▸ **Material**
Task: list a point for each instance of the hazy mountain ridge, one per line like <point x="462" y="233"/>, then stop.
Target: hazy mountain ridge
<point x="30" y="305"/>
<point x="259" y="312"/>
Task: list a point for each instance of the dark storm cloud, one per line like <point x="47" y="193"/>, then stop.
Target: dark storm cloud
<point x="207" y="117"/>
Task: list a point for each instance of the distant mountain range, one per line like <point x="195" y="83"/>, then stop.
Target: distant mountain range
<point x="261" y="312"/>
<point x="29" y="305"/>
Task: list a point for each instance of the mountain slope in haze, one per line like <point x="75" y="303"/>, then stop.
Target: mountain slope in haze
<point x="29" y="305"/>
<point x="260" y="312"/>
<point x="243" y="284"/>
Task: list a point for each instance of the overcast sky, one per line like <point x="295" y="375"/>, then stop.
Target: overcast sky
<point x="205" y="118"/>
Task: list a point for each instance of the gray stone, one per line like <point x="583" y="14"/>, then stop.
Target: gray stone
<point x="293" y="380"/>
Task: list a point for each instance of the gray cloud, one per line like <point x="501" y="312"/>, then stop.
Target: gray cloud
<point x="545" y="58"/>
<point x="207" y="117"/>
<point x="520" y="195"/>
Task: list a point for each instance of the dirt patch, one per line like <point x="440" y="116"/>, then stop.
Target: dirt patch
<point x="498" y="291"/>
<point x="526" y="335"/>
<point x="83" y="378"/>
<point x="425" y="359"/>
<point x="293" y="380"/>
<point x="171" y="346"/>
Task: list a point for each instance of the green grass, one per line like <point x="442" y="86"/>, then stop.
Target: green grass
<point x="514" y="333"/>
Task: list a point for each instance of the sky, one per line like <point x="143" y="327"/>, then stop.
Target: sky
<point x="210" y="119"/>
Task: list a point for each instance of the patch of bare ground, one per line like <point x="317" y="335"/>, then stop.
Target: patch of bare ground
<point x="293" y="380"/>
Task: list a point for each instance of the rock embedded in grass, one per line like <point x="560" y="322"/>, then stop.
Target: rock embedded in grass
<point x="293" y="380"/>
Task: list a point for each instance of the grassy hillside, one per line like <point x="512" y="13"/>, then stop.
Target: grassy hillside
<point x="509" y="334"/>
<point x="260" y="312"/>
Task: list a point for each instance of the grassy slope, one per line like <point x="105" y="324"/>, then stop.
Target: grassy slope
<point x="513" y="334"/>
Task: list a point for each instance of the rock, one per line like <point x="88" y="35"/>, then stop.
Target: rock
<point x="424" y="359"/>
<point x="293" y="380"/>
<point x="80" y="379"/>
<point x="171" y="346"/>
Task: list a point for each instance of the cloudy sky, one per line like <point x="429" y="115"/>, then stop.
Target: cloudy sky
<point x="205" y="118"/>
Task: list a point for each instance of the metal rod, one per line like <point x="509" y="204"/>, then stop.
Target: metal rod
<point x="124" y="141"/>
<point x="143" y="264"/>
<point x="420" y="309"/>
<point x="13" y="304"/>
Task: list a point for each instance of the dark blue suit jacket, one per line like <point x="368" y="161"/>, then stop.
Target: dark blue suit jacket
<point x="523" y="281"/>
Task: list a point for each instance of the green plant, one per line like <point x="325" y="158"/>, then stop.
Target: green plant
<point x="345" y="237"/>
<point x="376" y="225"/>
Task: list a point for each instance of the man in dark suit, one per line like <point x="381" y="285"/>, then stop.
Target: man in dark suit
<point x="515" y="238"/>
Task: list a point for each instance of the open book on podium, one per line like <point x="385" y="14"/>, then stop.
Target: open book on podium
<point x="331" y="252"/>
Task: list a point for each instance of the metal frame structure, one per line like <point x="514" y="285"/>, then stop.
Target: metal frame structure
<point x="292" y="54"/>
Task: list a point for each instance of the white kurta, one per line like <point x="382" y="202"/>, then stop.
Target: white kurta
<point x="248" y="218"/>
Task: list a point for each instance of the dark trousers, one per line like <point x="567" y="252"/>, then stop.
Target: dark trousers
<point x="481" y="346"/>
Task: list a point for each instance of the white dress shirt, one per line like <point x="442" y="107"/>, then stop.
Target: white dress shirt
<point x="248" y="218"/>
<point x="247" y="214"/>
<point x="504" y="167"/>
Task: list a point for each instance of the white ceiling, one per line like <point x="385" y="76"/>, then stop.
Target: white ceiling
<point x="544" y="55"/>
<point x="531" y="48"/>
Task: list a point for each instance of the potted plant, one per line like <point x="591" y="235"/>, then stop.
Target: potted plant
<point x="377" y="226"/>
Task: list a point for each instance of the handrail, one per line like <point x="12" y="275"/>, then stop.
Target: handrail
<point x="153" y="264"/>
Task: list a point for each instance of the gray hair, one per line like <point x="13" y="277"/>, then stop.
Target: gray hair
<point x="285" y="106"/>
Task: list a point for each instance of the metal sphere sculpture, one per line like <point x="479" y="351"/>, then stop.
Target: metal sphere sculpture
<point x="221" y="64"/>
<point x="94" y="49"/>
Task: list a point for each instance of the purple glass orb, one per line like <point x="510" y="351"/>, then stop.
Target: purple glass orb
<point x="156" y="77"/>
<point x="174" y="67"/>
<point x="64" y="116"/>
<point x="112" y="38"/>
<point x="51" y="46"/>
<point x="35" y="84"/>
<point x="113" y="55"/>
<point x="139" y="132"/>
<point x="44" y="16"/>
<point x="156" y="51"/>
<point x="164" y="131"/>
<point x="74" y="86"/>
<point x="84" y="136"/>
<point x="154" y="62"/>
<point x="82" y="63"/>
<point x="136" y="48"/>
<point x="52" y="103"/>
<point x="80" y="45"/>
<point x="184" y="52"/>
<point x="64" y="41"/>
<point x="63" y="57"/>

▸ **Given request**
Produce an exact repeat of the lines from the one containing "Task: list a point for each instance of the potted" through the last line of the data, and nothing more.

▸ **Output of the task**
Task: list a point for each instance of the potted plant, one per line like <point x="591" y="235"/>, then stop.
Target: potted plant
<point x="377" y="226"/>
Task: list a point for each instance of the handrail, one per line like <point x="12" y="275"/>, then stop.
Target: handrail
<point x="153" y="264"/>
Task: list a point for each instance of the gray hair, one per line like <point x="13" y="277"/>, then stop.
Target: gray hair
<point x="285" y="106"/>
Task: list a point for each instance of the metal sphere sculpture, one per line like <point x="479" y="351"/>, then stop.
Target: metal sphere sculpture
<point x="221" y="64"/>
<point x="94" y="49"/>
Task: list a point for each instance of the purple glass orb, one per line like <point x="510" y="351"/>, then stop.
Target: purple glass orb
<point x="156" y="77"/>
<point x="174" y="67"/>
<point x="64" y="116"/>
<point x="112" y="38"/>
<point x="51" y="46"/>
<point x="35" y="84"/>
<point x="113" y="55"/>
<point x="139" y="132"/>
<point x="44" y="16"/>
<point x="156" y="51"/>
<point x="164" y="131"/>
<point x="74" y="86"/>
<point x="84" y="136"/>
<point x="154" y="62"/>
<point x="82" y="63"/>
<point x="136" y="48"/>
<point x="52" y="103"/>
<point x="80" y="45"/>
<point x="184" y="52"/>
<point x="64" y="41"/>
<point x="63" y="57"/>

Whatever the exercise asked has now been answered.